§ **Available data**:
********
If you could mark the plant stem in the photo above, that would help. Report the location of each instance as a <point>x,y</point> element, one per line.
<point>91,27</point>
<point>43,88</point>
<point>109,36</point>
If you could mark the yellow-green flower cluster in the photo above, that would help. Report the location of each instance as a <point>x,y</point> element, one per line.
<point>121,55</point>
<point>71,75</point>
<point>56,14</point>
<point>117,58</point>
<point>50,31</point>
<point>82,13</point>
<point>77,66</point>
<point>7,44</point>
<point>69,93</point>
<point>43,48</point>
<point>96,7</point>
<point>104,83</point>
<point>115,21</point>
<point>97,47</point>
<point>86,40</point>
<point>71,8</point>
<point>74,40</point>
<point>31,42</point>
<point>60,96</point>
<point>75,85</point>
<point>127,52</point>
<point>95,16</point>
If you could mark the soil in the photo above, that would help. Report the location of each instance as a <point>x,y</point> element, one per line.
********
§ **The problem**:
Set down exactly what runs from the line with "If you could mark the yellow-green" to the last line of the data above, including both of those lines and no others.

§ **Completed exercise**:
If you could mark the yellow-green flower cluster in the photo above, that would help. Report the location of each instance as a <point>x,y</point> element, one per line.
<point>121,55</point>
<point>71,75</point>
<point>56,14</point>
<point>117,58</point>
<point>50,31</point>
<point>82,13</point>
<point>77,66</point>
<point>7,44</point>
<point>69,93</point>
<point>43,48</point>
<point>96,7</point>
<point>104,83</point>
<point>115,21</point>
<point>97,47</point>
<point>86,40</point>
<point>71,8</point>
<point>74,40</point>
<point>31,42</point>
<point>60,96</point>
<point>75,85</point>
<point>127,52</point>
<point>95,16</point>
If you could mark the soil in the photo above, that would help. Report the location of each instance as a <point>x,y</point> element, one per line.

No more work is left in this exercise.